EXCERPTED RECORDS
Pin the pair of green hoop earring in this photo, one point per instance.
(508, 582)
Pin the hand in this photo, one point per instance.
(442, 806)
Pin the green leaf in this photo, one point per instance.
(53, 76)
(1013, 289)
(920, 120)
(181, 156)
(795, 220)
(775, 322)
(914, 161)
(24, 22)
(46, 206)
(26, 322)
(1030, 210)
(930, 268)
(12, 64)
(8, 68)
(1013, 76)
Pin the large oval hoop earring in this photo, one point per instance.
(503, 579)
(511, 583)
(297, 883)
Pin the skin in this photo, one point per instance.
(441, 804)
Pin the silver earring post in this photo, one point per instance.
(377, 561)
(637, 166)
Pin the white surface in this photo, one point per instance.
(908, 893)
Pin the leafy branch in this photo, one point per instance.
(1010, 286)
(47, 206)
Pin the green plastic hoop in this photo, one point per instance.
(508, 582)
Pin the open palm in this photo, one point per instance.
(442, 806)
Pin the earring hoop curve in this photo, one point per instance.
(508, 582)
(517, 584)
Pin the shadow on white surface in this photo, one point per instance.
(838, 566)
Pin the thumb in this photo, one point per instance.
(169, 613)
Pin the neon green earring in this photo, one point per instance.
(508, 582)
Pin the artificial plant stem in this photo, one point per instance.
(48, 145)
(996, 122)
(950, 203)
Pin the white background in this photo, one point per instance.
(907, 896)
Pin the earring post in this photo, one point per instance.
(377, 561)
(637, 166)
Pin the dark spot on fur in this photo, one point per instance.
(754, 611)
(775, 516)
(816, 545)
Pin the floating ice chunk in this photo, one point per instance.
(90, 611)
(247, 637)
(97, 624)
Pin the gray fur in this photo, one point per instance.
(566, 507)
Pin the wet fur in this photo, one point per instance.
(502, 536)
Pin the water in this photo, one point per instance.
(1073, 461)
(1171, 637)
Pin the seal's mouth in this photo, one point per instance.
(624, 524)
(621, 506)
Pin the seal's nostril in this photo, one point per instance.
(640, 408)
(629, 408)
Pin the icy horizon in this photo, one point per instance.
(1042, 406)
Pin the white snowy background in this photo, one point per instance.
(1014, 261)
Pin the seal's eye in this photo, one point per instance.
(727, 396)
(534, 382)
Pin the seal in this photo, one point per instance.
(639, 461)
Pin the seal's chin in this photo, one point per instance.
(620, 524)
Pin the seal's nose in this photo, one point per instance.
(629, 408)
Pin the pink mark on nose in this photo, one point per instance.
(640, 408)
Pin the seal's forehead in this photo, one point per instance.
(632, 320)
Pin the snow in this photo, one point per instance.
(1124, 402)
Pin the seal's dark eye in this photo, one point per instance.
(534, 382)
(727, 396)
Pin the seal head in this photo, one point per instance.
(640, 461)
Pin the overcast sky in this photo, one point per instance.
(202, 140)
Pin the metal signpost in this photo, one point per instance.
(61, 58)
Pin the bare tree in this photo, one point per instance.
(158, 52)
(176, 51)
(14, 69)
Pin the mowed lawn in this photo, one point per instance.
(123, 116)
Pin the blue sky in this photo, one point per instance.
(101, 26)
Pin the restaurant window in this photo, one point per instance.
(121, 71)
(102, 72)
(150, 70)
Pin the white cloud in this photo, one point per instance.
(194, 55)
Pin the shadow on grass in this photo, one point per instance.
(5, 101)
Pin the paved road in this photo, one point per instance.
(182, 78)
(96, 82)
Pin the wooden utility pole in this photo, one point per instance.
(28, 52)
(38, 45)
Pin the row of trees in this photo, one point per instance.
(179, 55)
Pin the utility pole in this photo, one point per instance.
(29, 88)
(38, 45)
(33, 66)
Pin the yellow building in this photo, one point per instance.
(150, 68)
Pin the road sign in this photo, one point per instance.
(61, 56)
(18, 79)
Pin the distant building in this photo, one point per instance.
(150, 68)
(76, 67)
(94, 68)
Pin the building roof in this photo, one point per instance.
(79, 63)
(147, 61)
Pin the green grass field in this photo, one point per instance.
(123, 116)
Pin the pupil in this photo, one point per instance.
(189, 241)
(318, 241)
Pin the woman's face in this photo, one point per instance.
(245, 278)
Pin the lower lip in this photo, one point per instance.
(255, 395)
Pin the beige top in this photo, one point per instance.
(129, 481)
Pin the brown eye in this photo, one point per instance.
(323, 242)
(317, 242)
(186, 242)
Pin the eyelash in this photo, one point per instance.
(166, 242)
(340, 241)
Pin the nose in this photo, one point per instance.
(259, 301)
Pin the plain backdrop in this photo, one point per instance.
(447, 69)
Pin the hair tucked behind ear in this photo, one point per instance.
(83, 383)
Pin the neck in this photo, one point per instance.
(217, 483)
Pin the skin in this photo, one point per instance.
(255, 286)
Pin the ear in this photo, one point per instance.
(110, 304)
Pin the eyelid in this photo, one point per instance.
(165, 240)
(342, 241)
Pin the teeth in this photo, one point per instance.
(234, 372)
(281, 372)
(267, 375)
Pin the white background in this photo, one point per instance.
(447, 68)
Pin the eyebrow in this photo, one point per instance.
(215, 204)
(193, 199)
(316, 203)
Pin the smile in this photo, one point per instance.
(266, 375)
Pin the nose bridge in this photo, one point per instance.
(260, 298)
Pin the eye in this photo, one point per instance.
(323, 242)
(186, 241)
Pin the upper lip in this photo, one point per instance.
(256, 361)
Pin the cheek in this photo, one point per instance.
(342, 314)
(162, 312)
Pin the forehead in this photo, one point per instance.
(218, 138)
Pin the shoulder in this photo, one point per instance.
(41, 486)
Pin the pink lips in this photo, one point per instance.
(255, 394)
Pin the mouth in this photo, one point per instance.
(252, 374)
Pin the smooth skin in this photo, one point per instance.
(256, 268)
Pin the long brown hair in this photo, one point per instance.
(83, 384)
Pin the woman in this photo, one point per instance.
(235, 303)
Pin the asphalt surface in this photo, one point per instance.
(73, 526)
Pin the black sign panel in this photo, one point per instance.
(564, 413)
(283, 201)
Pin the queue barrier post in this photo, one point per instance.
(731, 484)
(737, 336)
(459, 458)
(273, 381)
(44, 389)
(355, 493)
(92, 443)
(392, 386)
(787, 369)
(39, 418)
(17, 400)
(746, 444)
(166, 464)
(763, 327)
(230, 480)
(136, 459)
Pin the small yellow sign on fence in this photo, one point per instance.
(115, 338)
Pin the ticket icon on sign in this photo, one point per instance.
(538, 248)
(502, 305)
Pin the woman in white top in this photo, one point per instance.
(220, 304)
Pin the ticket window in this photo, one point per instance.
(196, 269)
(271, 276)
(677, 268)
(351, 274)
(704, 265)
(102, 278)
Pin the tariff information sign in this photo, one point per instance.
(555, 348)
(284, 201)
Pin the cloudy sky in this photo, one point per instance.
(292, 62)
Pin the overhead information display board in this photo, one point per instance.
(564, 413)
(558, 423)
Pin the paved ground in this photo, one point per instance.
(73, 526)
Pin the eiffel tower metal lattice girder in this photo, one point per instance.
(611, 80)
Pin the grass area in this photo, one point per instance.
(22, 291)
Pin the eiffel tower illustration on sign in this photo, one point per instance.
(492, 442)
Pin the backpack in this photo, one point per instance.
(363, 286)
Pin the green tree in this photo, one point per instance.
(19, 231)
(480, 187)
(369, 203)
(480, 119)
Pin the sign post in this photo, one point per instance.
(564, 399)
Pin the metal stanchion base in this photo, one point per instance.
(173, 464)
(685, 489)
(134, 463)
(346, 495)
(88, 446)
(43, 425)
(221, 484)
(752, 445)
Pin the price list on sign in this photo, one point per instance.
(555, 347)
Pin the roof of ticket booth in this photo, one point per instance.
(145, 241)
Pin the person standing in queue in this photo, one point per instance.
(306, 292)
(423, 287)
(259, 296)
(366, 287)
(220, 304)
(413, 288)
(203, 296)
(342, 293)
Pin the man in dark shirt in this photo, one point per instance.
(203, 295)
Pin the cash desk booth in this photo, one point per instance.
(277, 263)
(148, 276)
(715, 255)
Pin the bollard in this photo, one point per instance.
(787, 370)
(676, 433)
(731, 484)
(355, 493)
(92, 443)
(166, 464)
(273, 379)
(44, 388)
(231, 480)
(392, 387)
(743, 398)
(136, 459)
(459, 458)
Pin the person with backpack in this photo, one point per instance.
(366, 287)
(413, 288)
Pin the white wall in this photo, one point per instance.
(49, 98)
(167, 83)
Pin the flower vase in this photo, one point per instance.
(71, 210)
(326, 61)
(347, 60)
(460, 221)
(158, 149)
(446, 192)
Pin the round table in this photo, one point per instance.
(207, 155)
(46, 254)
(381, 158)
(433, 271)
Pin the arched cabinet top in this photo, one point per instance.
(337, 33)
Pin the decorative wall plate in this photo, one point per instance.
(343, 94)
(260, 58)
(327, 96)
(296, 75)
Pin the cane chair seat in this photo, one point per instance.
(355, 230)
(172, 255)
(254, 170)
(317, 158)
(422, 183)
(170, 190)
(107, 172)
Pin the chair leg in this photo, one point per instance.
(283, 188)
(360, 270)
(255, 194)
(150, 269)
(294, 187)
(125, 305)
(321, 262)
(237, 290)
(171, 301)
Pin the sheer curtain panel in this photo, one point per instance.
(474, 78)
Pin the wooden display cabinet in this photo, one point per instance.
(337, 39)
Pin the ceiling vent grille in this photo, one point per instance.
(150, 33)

WHAT YOU NEED TO DO
The lines to quote run from the one containing "Pin the green tree" through the final line of the material above; please give them exactly, both ends included, and nothing else.

COMPLETE RESPONSE
Pin the green tree in this photo, one point per instance.
(19, 231)
(480, 187)
(369, 203)
(480, 119)
Pin the sign post in this photo, one point per instance.
(564, 399)
Pin the metal stanchion base in this photo, one point per instance.
(173, 464)
(685, 489)
(134, 463)
(346, 495)
(88, 446)
(43, 425)
(221, 484)
(752, 445)
Pin the price list on sign in this photo, one point per instance.
(555, 347)
Pin the roof of ticket booth in this photo, one point per instance.
(145, 241)
Pin the person standing in queue in this photo, one point per instance.
(306, 292)
(423, 287)
(259, 296)
(366, 287)
(220, 304)
(413, 288)
(203, 296)
(342, 293)
Pin the man in dark shirt in this photo, one point per instance.
(203, 295)
Pin the cash desk booth in this photo, one point per instance.
(277, 263)
(148, 276)
(715, 255)
Pin the bollard in this photo, one point per instance.
(787, 370)
(676, 433)
(731, 484)
(355, 493)
(92, 443)
(166, 464)
(273, 379)
(44, 388)
(231, 480)
(392, 387)
(743, 398)
(136, 459)
(459, 458)
Pin the person with backpack in this photo, one point per instance.
(366, 287)
(413, 288)
Pin the white wall in this photo, one point per instance.
(49, 98)
(167, 83)
Pin the flower vase in this photo, one point per instance.
(71, 210)
(326, 61)
(347, 60)
(460, 221)
(158, 149)
(446, 192)
Pin the round table in this photo, one point per instance.
(207, 155)
(46, 254)
(381, 158)
(433, 271)
Pin the arched cabinet top in this photo, one point per instance.
(337, 33)
Pin the decorative wall plate in this photo, one point per instance.
(343, 94)
(260, 58)
(327, 96)
(296, 75)
Pin the cane chair seat in this photo, one point per instance.
(355, 230)
(172, 255)
(254, 170)
(317, 158)
(422, 183)
(170, 190)
(107, 172)
Pin the chair leg in this photo, one point per instance.
(283, 188)
(360, 270)
(255, 194)
(150, 269)
(294, 187)
(125, 305)
(321, 262)
(237, 290)
(171, 301)
Pin the sheer curtain panel in this photo, one point per instance.
(474, 78)
Pin the wooden display cabinet in this photo, one point per instance.
(337, 39)
Pin the ceiling vent grille in this photo, one point per instance.
(150, 33)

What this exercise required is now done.